Lokesh stated that the film did not have backstories for the characters, but there is a connection established between them and the audience. He further stated this an interview with The Indian Express, saying "I pay attention to even the trivial characters who contribute to a film. Starting from Narain, Dheena to Hareesh Peradi and Harish Uthaman—everyone's character was important. They were roped in because of their unique voice and dialogue delivery."

Narain played the role of Inspector Bejoy, and was cast after Karthi's persistence to have him in that particular role. He stated that his role in the film is "interesting" and similar to the role he played in Anjathe (2008). George Maryan's character, the constable Napoleon, was considered by Lokesh to be "one of the most honest roles" he had written to that point. Arjun Das was chosen to play the main antagonist Anbu since Lokesh felt he had the powerful voice needed for the character.

=== Filming ===
Principal photography began on 13 December 2018, the day after the film was launched. The first schedule of the film began in Chennai during mid-December and was completed in less than 15 days. The team began the second schedule in Tenkasi on 4 January 2019. Major portions of the film were also shot in the surroundings of Tirunelveli. The storyline takes place primarily in one night, except for the final scene.

Narain faced difficulties while filming some stunt scenes. He claimed that due to one hand being in a sling, running down a steep slope during a scene was "dangerous, and took every ounce of concentration, as I couldn't balance myself properly while running downhill. As it was my first time doing stunts with a sling, it took a lot of skill and judgement to tackle the kicks, fisticuffs and falls in the chase and fight sequences". During another scene, Narain was told to "run out of a verandah, past a swimming pool, and keep running, halting only at a designated spot at a distance". He recalled, "But as I ran past the pool, I tripped on a slippery patch of water on the concrete. With one hand in a sling, I couldn't balance myself to stop the fall and fell down flat, my shoulder and chest taking the brunt of the fall [...] I felt I'd had a narrow escape, since it was hard concrete around the pool", but was left with shoulder pain for four months.

Karthi practised to drive a lorry in one of the sequences. Since he had not driven a lorry before, he felt it was "quite challenging". Lokesh explained about few sequences, particularly the climax scenes, as he stated that "Cinema is all about making the audience believe it is real. So, I didn't mind those couple of larger-than-life fights, towards the climax portions. Every fight had a backstory to it, and wasn't away from the premise. I only wanted my characters to behave and sound authentic." Principal photography wrapped on 9 May 2019. While many sources claimed that the film was shot within 62 days, Lokesh and Karthi themselves stated that they took about 36–45 days for shooting the film.

== Themes and influences ==
Commentators have noted the film's similarities to Assault on Precinct 13 (1976) and Con Air (1997). However, Lokesh in Srivatsan's interview to The Hindu, stated that Die Hard (1988) and Virumaandi (2004), served as additional references for Kaithi. The character Dilli and his looks were also modelled from the titular character played by Kamal Haasan in Virumaandi. Pon Parthiban also admitted in an interview, further stating that audience need to compare the scenes where both characters talk about their wives, and you can sense the spiritual connection they share, whereas Parthiban replied that "The dialogue in Virumaandi is even more beautiful".
+++
EXERCISE TASKS>
**a)** Tally the lines in the records that contain the string "gold", with case counting, and give only that number.
**b)** Please take the passage about the film Kaithi further, picking up right after its final sentence.
The records have no connection to the passage about the film Kaithi.
+++
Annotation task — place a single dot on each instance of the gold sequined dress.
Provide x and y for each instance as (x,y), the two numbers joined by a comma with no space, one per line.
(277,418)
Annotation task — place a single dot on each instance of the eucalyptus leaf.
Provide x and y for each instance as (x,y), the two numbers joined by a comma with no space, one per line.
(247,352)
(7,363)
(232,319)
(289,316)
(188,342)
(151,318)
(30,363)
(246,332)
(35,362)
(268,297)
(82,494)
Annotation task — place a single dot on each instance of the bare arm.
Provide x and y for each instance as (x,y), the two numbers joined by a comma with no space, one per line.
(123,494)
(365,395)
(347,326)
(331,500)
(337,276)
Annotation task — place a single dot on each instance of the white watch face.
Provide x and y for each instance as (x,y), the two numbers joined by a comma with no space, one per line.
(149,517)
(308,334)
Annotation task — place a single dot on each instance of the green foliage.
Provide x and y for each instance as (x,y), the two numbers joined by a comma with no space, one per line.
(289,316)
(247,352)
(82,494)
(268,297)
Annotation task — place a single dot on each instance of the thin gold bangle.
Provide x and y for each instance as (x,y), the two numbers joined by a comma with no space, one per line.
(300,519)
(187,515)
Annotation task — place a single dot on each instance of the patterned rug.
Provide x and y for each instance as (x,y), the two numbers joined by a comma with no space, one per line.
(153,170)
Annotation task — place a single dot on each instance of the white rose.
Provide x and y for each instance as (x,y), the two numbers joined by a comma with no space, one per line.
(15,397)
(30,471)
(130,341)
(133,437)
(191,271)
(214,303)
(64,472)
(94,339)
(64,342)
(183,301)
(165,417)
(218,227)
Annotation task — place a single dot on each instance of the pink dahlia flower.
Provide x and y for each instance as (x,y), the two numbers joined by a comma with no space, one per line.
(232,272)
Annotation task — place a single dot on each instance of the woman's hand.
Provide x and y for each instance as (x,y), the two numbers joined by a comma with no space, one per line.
+++
ANSWERS FOR THE EXERCISE>
**a)** 2

**b)**
The setting of where the entire story takes place in a night, was also referenced from the filmography of directors Martin Scorsese and Quentin Tarantino. Lokesh believed that "movies shot in the dark are underrated and offer so much scope in terms of lighting". He took the hostage scene in Die Hard as an example, where the "darkness made it very atmospheric" and concluded that "In a way, this film was a reverse of that situation, where the bad guys are locked inside a police station that is under siege". For the making of the pre-climax action sequence choreographed by the duo Anbariv, where Karthi had to perform risky stunts on a moving lorry. He cited the stunt sequences of Naan Mahaan Alla (2010) as the benchmark for it.

== Music ==
The original score is composed by Sam C. S. Despite not having any songs in the film, four tracks with vocals have been included in the background score, with a song titled "Neel Iravil" was featured in the film's teaser. In an interview to The Hindu, Sam recalled that Lokesh had hinted musical references from American films, and wanted to incorporate in the film score. He cited The Dark Knight (2008) as an example for one of the themes he had composed.

The score which consisted of a "metal clanging sound" played in the teaser is one of the themes, that was hinted to Dilli's past life during the prison, which will be used as the main theme in the sequel. The original soundtrack which features 17 tracks were released, nearly a month after the film's release, on 22 November 2019. The vocals were written and performed by Sam and Sharanya Gopinath, with the latter rapping a few versions in English. The score received positive response from critics, with Sify calling Sam as "another silent hero of the film" and Kaushik Rajaraman, writing for DT Next, stated that Sam's background score for the film "on a par with his theme music in Vikram Vedha".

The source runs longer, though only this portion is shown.